- _INSTRUCTIONS TO FOLLOW_
From the data that follows, print exactly the lines starting at the one containing "positive clicks: (151, 85)" and ending at the one containing "box: [145, 197, 390, 315]"; include both of them and nothing more.

- _TASK INPUT_

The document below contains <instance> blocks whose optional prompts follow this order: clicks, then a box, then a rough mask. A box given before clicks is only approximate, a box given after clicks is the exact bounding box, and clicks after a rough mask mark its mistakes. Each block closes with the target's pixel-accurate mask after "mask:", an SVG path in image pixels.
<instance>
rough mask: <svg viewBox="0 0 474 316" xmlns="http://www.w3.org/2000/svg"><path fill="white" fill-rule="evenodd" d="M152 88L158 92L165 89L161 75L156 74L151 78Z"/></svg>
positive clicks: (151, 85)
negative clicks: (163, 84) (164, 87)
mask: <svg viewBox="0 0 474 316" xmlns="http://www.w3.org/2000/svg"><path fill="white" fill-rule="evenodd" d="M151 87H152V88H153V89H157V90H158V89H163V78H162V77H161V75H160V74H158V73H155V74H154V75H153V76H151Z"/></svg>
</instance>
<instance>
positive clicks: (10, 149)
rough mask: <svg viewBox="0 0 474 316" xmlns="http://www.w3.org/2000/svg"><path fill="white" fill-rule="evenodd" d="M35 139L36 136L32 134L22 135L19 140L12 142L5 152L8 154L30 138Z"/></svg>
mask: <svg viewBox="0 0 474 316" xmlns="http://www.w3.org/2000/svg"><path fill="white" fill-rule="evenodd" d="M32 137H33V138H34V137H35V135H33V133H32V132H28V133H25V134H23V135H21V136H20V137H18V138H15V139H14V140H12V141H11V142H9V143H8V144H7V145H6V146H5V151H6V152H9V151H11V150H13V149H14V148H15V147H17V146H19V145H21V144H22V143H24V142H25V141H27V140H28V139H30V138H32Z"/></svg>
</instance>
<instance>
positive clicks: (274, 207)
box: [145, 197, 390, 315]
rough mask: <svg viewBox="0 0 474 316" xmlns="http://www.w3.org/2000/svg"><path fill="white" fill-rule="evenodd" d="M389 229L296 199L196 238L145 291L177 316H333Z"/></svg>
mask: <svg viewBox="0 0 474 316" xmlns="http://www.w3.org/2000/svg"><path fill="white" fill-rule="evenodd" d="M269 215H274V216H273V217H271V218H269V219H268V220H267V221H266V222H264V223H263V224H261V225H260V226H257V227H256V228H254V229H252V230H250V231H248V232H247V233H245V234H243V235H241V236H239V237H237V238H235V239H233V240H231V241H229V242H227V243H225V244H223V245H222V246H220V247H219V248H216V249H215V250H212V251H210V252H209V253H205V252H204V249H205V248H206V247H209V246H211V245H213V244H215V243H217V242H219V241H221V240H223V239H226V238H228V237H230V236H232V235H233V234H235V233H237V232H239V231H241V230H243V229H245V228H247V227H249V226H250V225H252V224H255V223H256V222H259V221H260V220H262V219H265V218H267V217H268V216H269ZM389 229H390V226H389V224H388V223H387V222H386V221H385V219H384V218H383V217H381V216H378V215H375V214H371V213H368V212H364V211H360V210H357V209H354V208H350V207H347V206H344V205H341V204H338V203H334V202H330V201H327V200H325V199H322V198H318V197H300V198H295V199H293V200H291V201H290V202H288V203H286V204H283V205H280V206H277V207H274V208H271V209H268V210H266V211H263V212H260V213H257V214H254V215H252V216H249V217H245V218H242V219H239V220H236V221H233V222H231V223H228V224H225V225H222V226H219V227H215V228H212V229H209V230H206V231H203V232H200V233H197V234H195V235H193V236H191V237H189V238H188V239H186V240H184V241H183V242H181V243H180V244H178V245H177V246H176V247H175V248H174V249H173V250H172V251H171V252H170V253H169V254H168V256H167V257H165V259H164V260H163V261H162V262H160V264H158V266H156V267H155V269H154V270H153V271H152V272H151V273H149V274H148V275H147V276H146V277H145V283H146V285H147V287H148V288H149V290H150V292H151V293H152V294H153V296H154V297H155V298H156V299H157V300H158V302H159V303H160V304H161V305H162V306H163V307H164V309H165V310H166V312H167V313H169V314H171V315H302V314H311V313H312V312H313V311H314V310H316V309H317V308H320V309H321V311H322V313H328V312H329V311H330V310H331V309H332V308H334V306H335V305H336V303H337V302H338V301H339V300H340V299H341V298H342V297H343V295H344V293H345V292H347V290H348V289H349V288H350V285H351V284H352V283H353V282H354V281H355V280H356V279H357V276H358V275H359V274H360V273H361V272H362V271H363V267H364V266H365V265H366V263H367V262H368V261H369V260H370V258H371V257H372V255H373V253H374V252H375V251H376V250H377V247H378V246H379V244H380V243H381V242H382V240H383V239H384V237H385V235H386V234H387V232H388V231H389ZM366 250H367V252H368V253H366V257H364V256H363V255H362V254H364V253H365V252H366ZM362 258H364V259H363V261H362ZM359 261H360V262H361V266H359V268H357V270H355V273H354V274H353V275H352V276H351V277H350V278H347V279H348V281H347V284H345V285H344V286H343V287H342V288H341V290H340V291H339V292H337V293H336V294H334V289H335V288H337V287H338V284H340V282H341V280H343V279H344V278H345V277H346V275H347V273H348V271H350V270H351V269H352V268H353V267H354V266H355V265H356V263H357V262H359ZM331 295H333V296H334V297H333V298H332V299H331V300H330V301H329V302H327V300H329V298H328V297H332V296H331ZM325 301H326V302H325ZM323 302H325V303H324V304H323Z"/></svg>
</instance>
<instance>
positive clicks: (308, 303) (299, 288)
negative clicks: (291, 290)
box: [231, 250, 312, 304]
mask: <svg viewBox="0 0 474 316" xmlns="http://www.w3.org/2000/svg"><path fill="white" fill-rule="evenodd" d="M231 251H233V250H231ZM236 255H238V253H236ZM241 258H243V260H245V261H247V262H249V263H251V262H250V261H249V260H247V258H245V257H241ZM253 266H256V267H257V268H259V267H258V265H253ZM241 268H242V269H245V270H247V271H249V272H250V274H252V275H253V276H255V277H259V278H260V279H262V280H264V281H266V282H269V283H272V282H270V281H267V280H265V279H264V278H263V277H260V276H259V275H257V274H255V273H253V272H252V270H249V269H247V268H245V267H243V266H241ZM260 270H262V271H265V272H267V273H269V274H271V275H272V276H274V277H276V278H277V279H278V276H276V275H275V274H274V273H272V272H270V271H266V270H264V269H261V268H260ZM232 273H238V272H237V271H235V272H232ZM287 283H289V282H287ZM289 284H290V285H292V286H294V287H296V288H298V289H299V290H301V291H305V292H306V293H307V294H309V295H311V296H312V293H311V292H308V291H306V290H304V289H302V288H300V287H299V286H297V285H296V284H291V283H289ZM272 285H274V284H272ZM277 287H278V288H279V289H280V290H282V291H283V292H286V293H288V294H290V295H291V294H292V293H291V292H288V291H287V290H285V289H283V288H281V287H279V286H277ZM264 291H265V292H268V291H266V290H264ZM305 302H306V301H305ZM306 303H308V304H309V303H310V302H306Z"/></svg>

- _OUTPUT OF THE TASK_
positive clicks: (151, 85)
negative clicks: (163, 84) (164, 87)
mask: <svg viewBox="0 0 474 316" xmlns="http://www.w3.org/2000/svg"><path fill="white" fill-rule="evenodd" d="M151 87H152V88H153V89H157V90H158V89H163V78H162V77H161V75H160V74H158V73H155V74H154V75H153V76H151Z"/></svg>
</instance>
<instance>
positive clicks: (10, 149)
rough mask: <svg viewBox="0 0 474 316" xmlns="http://www.w3.org/2000/svg"><path fill="white" fill-rule="evenodd" d="M35 139L36 136L32 134L22 135L19 140L12 142L5 152L8 154L30 138Z"/></svg>
mask: <svg viewBox="0 0 474 316" xmlns="http://www.w3.org/2000/svg"><path fill="white" fill-rule="evenodd" d="M32 137H33V138H34V137H35V135H33V133H32V132H28V133H25V134H23V135H21V136H20V137H18V138H15V139H14V140H12V141H11V142H9V143H8V144H7V145H6V146H5V151H6V152H9V151H11V150H13V149H14V148H15V147H17V146H19V145H21V144H22V143H24V142H25V141H27V140H28V139H30V138H32Z"/></svg>
</instance>
<instance>
positive clicks: (274, 207)
box: [145, 197, 390, 315]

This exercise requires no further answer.